WORK INSTRUCTIONS
Please transcribe the art theft blog post below between "But nobody posts" and "into the Louvre.", inclusive.
EXCERPT TO READ start
For anybody without access to art, though, I recommend following my blogging buddy Mark, of Exile on Pain Street .  He works in NYC and frequents museums, galleries and auctions and frequently writes about it on his blog.  Mark does it with wit and without the snobbishness that usually accompanies folks who talk about art.

But nobody posts about art quite like I do.  Or about art theft, because that’s really what this post is all about.  Art theft pure and simple.

How-to-Steal-a-Million-5

Audrey Hepburn and Peter O’Toole in How to Steal A Million (Google Image)

The international art heist I’m talking about occurred in Spain, just outside Madrid.  I’m pretty sure it involved neither Audrey nor Peter.  Nor, probably, would the stolen object ever find its way into the Louvre.

Still, if you know anything about art, the beauty of an object is all in the eye of the beholder.  It may also be dependent on the species.  Or on the leash holder.
EXCERPT TO READ end
RECORD SET start
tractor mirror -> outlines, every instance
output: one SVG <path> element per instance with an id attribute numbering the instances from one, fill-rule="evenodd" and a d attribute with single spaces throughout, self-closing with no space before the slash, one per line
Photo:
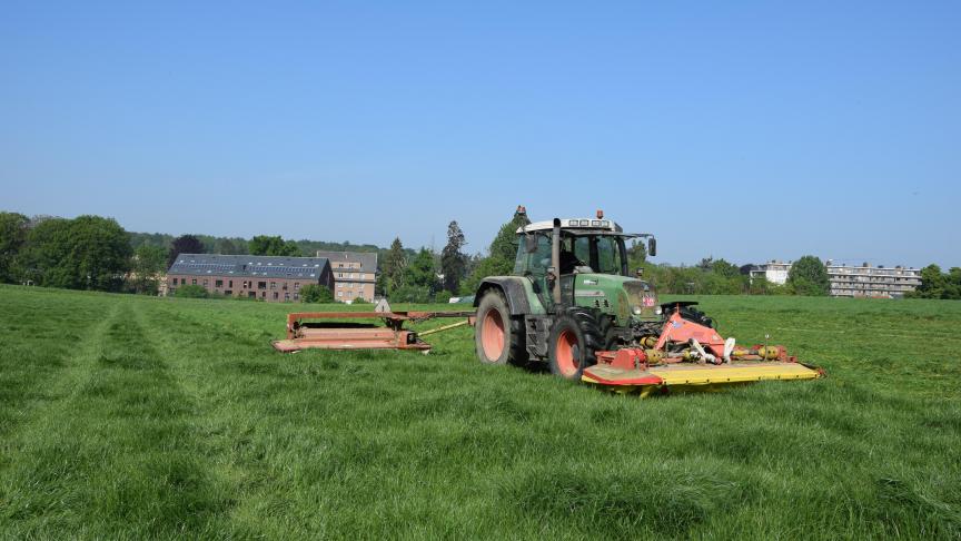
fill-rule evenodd
<path id="1" fill-rule="evenodd" d="M 528 254 L 533 254 L 534 252 L 537 252 L 537 236 L 527 235 L 524 237 L 524 242 L 526 243 L 525 248 L 527 248 Z"/>

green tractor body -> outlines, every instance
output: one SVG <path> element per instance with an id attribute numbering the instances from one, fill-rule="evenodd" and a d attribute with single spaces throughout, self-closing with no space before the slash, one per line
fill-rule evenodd
<path id="1" fill-rule="evenodd" d="M 514 272 L 477 289 L 477 356 L 492 364 L 548 361 L 577 380 L 596 351 L 642 345 L 664 315 L 656 293 L 627 268 L 625 234 L 614 222 L 555 218 L 521 227 Z M 637 273 L 640 275 L 640 273 Z"/>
RECORD SET end
TASK RESULT
But nobody posts about art quite like I do.  Or about art theft, because that’s really what this post is all about.  Art theft pure and simple.

How-to-Steal-a-Million-5

Audrey Hepburn and Peter O’Toole in How to Steal A Million (Google Image)

The international art heist I’m talking about occurred in Spain, just outside Madrid.  I’m pretty sure it involved neither Audrey nor Peter.  Nor, probably, would the stolen object ever find its way into the Louvre.